------ Material shown ------

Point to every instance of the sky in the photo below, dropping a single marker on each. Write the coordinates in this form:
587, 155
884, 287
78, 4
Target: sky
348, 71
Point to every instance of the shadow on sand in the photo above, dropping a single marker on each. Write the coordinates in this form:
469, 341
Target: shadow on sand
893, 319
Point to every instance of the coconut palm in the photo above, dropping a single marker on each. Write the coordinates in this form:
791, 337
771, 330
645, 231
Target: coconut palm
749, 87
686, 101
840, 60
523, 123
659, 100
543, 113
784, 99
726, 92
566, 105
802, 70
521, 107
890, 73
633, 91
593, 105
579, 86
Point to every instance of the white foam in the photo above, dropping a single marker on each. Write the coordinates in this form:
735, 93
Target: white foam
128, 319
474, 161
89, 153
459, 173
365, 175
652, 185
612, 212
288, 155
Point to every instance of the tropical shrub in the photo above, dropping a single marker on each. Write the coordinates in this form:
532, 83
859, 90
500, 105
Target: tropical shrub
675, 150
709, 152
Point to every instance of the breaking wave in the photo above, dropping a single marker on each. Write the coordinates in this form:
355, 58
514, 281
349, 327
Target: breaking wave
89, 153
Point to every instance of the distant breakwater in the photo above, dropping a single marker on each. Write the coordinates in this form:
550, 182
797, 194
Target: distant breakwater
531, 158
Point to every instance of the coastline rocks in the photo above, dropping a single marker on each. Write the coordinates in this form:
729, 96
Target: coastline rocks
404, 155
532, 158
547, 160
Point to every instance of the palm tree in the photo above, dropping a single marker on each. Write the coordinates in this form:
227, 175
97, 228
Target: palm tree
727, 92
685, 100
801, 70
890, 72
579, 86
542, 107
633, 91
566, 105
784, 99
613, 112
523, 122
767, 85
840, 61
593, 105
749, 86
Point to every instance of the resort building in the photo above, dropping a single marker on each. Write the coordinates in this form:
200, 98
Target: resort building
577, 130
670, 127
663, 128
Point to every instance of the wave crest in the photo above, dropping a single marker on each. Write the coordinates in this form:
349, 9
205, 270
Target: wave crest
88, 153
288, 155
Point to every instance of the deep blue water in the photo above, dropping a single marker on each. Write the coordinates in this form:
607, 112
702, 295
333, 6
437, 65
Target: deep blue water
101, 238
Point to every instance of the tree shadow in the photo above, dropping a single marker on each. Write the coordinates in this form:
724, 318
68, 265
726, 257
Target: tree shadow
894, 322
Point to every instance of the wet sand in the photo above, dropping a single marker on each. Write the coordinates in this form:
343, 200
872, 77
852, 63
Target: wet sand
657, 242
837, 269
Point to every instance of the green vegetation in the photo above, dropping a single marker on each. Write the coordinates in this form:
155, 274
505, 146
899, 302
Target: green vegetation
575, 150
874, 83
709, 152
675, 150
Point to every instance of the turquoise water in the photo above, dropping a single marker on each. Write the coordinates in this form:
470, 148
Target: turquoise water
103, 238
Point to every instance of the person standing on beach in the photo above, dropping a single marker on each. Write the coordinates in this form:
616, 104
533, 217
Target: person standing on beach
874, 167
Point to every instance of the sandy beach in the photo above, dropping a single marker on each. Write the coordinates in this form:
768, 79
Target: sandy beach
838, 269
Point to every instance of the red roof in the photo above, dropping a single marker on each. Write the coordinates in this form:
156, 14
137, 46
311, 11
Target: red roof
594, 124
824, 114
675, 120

------

- Aim of the exercise: Write out the material exactly as given.

- Exercise response:
Point to every instance of the sky in the photo below, dropping a single marker on each. Write the coordinates in this form:
587, 155
884, 287
78, 4
Target: sky
348, 71
Point to every instance of the shadow on sand in the photo above, dropping a single marker on each. Write the coordinates in this form:
469, 341
Target: shadow on sand
893, 319
Point to every instance of the coconut palm in the photo above, dropping a single marker on each. Write the coordinates in this form:
791, 337
771, 330
645, 231
Target: coconut palm
749, 87
686, 101
840, 60
523, 123
659, 100
543, 113
784, 99
726, 92
566, 105
802, 70
521, 107
890, 73
633, 91
593, 105
579, 86
Point to every instance of the white foam in the photo above, dropping a single marker on each. Write the coordinates in this form:
735, 93
Target: white foam
128, 319
474, 161
89, 153
459, 173
365, 175
652, 185
612, 212
288, 155
Point to every instance of the tropical shrub in the photo above, dropping a single marker on each. Write the coordinates in this form:
532, 83
859, 90
500, 105
Target: tropical shrub
675, 150
709, 152
Point to every instance of the breaking wave in the photo above, dropping a single marker on each. Write the coordinates in this form:
355, 58
514, 281
349, 327
Target: breaking wave
89, 153
Point to every instance of the distant breakwater in the photo above, dropping a single marker on each. Write the coordinates in this form:
550, 182
797, 194
Target: distant breakwater
531, 158
Point to every instance of the coastline rocks in the photo above, dropping a single marker on each. Write the coordinates in this form:
729, 96
Target: coastline rocks
404, 155
532, 158
547, 160
Point to every instance of the palm tree in the photo above, dropping a single marker on each. Write the coordinates in this form:
227, 175
97, 228
Target: palm tree
727, 92
685, 100
801, 70
890, 72
579, 86
542, 107
633, 91
566, 105
784, 99
613, 112
523, 122
767, 85
840, 61
593, 105
749, 86
Point to every instance of the resort building in the photo above, dropping a single marker on each. Write the coordinates in this form:
200, 98
Target: resort building
577, 130
670, 127
663, 128
Point to every instance of the wave crest in the photo above, dropping a single marker on each. Write the coordinates in this form:
349, 9
205, 270
Target: wave crest
88, 153
288, 155
Point to every instance of the deep blue water in the photo above, dropping a single marker on each. Write the coordinates in this form:
607, 112
702, 295
333, 6
437, 65
Target: deep blue water
101, 238
Point to every instance of the tree shadow in the photo above, dropping a single marker on each. Write the coordinates in this form:
724, 318
68, 265
726, 257
Target: tree shadow
894, 322
Point to every instance of the wet sand in the photo above, dropping a single marker on each. Write the coordinates in this form:
343, 200
872, 77
852, 63
Target: wet sand
657, 242
837, 269
Point to every instance of the green vegetation in the photo above, dropping a single marker on each. Write the coordinates in this form:
155, 274
505, 146
899, 302
Target: green vegetation
575, 150
874, 83
709, 152
675, 150
Point to every instance of the turquoise water in the photo above, dropping a single marker on each. Write the coordinates in this form:
470, 148
Target: turquoise water
103, 238
Point to every instance of the person standing on beach in the photo above, dropping a single marker on each. Write the coordinates in this form:
616, 104
533, 217
Target: person standing on beach
874, 167
Point to every instance of the sandy beach in the photo above, dropping a single marker on each. Write the coordinates in this form:
768, 79
Target: sandy beach
838, 269
Point to every instance of the red roof in the photo above, dropping a single marker on each. Write the coordinates in this form:
156, 14
137, 46
311, 11
Target: red roof
594, 124
824, 114
675, 120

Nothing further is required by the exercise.